(Beginning of Document extract)

- Deming photographed by Consuelo Kanaga
- Born: July 23, 1917 New York City, U.S.
- Died: August 2, 1984 (aged 67) Sugarloaf Key, Florida, U.S.
- Education: Bennington College, Western Reserve University
- Partner(s): Mary Meigs (1954–1969) Jane Verlaine (1969–1984, Deming's death)

= Barbara Deming =

American feminist and advocate of nonviolent social change

Barbara Deming (July 23, 1917 - August 2, 1984) was an American lesbian feminist and advocate of nonviolent social change.

== Formation and early work, 1917–1945 ==
Barbara Deming was born into an "upper-middle-class" family, and raised with her three brothers in Manhattan. Her mother was Katherine Burritt, a women's suffragist who had sung professionally in her youth, and her father was Harold Simpson Deming, described by his daughter as "a well-to-do Republican lawyer" and a "very caring and principled man". Deming recognised her father as conventionally patriarchal and that she would have to escape his influence to become herself, but also considered him emotionally reliable in a way that her mother was not.

Deming attended the Friends Seminary, a Quaker school on East 16th Street, from kindergarten to the end of high school. The family lived nearby on East 19th Street and had a country retreat in then rural New City, Rockland County, where Deming was exposed to more bohemian influences thanks to the artists' colony that had developed along South Mountain Road.

From 1934 she attended Bennington College in Vermont. She graduated in 1938 with majors in English literature and drama, and returned to New York City, where she settled in Greenwich Village. At first, she seemed destined for a career in the theater. She had co-founded a stock company at Bennington, and served as its co-director in the summers of 1938 and 1939. In her senior year she was active on the fringes of Orson Welles's Mercury Theatre, and her first paid job after graduation was with the company. She also directed its apprentice group without pay. She briefly worked with another company as assistant director on a production of Shelley's The Cenci, which never found a backer.

(End of Document extract)
(Beginning of Supplied data)

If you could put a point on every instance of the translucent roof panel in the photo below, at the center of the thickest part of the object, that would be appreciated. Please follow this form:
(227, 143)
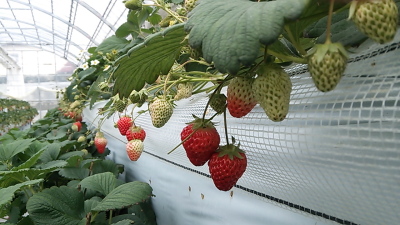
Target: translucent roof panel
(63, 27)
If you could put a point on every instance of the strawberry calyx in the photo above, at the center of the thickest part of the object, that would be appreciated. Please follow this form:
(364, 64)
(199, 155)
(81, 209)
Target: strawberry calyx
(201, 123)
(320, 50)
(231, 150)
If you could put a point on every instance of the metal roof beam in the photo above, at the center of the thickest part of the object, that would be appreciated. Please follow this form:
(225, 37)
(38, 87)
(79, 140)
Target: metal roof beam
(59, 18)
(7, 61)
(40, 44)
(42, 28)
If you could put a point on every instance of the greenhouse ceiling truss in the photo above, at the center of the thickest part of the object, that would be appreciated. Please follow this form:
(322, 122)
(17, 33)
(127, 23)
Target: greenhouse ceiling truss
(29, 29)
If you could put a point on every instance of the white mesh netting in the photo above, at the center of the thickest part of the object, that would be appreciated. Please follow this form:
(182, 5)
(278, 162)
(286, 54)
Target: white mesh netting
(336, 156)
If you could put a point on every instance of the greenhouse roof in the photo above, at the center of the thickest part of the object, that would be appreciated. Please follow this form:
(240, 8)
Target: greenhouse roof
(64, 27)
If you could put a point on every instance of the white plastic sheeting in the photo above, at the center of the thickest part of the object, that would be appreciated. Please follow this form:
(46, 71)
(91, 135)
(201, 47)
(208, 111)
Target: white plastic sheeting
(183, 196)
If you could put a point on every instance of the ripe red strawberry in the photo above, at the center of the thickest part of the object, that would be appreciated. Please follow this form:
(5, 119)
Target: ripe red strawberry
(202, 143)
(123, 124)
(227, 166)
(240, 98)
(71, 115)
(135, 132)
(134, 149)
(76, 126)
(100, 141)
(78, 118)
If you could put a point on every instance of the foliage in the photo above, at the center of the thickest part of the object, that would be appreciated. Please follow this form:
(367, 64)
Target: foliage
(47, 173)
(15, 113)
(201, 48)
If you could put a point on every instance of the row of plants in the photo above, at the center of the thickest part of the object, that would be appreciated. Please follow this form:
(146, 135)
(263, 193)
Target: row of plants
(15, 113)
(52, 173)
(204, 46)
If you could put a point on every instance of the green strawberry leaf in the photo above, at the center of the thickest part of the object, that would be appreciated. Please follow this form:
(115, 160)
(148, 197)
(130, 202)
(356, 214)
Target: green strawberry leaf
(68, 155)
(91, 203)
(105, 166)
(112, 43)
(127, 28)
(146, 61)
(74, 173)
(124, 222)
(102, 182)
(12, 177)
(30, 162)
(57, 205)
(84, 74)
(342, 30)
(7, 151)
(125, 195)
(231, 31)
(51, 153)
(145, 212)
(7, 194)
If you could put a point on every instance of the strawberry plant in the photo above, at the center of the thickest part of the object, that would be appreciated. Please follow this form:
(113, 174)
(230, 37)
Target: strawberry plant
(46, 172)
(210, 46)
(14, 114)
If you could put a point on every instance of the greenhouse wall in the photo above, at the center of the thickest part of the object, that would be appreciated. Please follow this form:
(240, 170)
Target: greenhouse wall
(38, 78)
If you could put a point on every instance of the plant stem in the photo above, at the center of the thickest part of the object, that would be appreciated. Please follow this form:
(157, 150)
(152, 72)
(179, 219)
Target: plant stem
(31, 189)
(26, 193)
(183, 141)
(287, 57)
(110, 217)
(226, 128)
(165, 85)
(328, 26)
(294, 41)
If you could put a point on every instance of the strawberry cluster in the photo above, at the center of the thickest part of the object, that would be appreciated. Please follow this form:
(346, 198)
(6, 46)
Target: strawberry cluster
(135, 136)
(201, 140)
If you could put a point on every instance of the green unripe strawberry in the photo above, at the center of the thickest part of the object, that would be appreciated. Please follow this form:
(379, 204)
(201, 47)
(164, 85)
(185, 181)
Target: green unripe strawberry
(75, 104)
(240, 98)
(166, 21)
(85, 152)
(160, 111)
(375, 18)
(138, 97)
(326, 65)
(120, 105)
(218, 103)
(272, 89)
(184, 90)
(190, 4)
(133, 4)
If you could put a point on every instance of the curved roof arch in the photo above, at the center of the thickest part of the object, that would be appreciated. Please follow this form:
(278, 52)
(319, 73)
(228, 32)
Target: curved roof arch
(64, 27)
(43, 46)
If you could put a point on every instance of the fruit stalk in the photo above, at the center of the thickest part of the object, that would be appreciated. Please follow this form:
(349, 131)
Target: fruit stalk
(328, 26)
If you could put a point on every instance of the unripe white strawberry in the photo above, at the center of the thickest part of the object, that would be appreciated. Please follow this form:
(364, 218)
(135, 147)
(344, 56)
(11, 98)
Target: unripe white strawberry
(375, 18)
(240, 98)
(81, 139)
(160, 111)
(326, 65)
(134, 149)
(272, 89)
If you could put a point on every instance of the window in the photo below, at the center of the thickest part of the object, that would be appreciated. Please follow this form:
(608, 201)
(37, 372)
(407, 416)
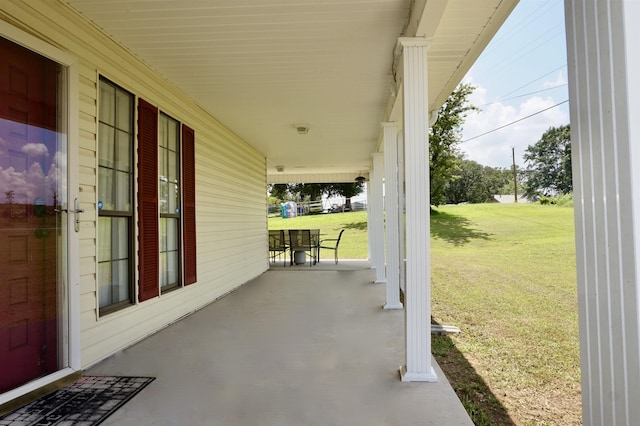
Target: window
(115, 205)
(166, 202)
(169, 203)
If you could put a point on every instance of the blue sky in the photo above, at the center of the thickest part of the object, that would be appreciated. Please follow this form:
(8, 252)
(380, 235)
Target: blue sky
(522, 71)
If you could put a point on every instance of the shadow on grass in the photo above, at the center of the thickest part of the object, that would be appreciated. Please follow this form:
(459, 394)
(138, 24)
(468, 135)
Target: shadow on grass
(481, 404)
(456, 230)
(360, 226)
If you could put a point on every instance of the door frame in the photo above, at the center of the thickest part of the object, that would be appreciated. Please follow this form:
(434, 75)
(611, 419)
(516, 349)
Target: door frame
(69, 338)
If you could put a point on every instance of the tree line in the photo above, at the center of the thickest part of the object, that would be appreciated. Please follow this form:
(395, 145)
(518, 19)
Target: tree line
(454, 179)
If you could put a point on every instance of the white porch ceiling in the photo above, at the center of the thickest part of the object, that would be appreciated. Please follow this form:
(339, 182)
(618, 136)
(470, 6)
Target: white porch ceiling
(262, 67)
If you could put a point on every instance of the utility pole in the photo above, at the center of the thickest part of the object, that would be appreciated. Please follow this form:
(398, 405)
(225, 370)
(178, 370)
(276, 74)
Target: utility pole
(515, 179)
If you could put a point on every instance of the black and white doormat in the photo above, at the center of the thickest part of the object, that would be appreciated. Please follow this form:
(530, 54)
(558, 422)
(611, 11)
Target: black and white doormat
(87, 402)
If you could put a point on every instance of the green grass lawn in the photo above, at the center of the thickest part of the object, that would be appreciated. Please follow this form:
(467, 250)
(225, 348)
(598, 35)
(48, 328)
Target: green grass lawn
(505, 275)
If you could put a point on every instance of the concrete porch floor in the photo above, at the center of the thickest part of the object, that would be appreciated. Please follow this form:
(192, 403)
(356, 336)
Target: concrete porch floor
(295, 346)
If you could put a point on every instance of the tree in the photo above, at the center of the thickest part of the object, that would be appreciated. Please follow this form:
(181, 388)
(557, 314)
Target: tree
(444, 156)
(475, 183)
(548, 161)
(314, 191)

(End of Supplied data)

Task prompt ::
According to the Barbara Deming article, which school did Deming attend from kindergarten through high school? You won't need the items to answer what follows.

Your solution ::
The Friends Seminary, a Quaker school on East 16th Street.